Write each line out exactly, leaving none out.
+ + + + +
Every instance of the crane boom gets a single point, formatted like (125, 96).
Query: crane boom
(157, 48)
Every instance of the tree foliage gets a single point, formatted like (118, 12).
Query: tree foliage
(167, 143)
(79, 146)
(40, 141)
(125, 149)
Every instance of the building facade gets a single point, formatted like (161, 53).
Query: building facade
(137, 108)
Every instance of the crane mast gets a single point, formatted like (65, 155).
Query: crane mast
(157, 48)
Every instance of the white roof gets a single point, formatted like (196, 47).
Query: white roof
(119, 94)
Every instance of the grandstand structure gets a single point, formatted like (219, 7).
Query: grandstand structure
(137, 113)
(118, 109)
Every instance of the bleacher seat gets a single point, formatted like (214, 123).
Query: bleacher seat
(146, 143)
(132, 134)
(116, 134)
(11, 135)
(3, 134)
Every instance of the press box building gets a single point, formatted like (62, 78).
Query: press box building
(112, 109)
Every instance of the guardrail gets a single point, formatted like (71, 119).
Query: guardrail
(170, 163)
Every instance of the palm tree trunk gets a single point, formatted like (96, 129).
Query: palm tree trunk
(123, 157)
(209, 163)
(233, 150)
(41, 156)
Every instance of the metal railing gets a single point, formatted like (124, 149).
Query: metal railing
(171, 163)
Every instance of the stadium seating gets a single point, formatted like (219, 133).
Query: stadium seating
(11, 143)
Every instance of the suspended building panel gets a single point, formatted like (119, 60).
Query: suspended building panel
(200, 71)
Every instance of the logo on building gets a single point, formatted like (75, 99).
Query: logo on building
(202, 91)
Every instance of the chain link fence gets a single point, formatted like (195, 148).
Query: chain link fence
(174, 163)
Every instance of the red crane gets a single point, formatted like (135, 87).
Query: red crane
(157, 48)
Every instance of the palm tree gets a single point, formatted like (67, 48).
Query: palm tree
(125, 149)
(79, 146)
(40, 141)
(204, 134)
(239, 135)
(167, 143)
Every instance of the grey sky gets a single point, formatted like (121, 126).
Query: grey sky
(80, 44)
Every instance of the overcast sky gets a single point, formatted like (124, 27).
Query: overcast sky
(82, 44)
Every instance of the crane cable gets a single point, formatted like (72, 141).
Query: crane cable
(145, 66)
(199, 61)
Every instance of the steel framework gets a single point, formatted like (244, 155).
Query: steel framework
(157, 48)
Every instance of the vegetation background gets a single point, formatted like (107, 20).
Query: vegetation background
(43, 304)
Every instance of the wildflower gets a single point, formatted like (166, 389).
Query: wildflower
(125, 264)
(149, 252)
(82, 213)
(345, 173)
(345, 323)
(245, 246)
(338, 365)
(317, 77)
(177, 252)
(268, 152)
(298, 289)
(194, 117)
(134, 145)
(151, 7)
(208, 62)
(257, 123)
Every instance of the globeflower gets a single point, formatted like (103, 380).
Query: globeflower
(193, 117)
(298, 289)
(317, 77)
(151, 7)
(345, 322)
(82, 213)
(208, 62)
+ + + + +
**Written answer**
Every instance of the crane boom gets a single point, formatted like (125, 96).
Query: crane boom
(157, 48)
Every instance of the tree foliage gets a single point, formatted like (118, 12).
Query: tree foliage
(167, 143)
(79, 146)
(40, 141)
(125, 149)
Every instance of the building facade gets a single point, formatted like (161, 53).
Query: building facade
(137, 108)
Every instance of the crane mast gets a single point, formatted like (65, 155).
Query: crane mast
(157, 48)
Every instance of the white roof gets a single point, formatted like (196, 47).
Query: white roof
(119, 94)
Every instance of the grandstand structure gets a single point, formatted like (219, 7).
Query: grandstand structure
(137, 113)
(118, 109)
Every instance of the bleacher seat gets a single point, formatted like (214, 123).
Query: bleacher seat
(146, 143)
(132, 134)
(116, 134)
(11, 135)
(3, 134)
Every instance of the press box building gets a single point, formatted like (62, 78).
Query: press box building
(112, 109)
Every instance of the guardrail gets a single point, formatted like (71, 119).
Query: guardrail
(170, 163)
Every instance of the palm tree trunk gets a single point, formatted like (96, 129).
Query: palm tree trunk
(123, 157)
(209, 163)
(233, 150)
(41, 156)
Every instance of the metal railing gets a single point, formatted like (124, 149).
Query: metal railing
(171, 163)
Every instance of the stadium seating gets a single point, formatted like (219, 133).
Query: stadium seating
(11, 143)
Every instance of the suspended building panel gets a single point, formatted like (119, 60).
Query: suspended building panel
(200, 71)
Every instance of the logo on building gets a single point, formatted like (75, 99).
Query: logo on building
(202, 91)
Every instance of the chain link fence gets a single point, formatted like (195, 148).
Query: chain link fence
(174, 163)
Every instance of the red crane gets a single point, formatted like (135, 87).
Query: red crane
(157, 48)
Every instance of the palm tree gets a single point, formatted like (67, 48).
Query: palm tree
(125, 149)
(79, 146)
(40, 141)
(204, 134)
(239, 135)
(167, 143)
Every instance of the grey sky gets a single point, formatted like (121, 126).
Query: grey sky
(80, 44)
Every instance of the overcast sky gets a single point, formatted like (124, 27).
Query: overcast sky
(82, 44)
Every instance of the crane cable gets a single point, formatted like (72, 141).
Query: crane cable
(145, 66)
(199, 61)
Every instance of the steel framework gets a single point, formatted like (244, 155).
Query: steel framework
(157, 48)
Every instance of the vegetation background gets a single point, formatted like (107, 20).
Query: vegetation background
(43, 304)
Every instance of the wildflower gets a single point, formatted like (166, 389).
Query: wildflower
(125, 264)
(149, 252)
(82, 213)
(345, 173)
(345, 323)
(245, 246)
(338, 365)
(317, 77)
(177, 252)
(268, 152)
(298, 289)
(194, 117)
(134, 145)
(151, 7)
(208, 62)
(257, 123)
Every instance of the globeflower gets a single point, formatted like (103, 380).
Query: globeflower
(193, 117)
(298, 289)
(317, 77)
(151, 7)
(345, 322)
(82, 213)
(208, 62)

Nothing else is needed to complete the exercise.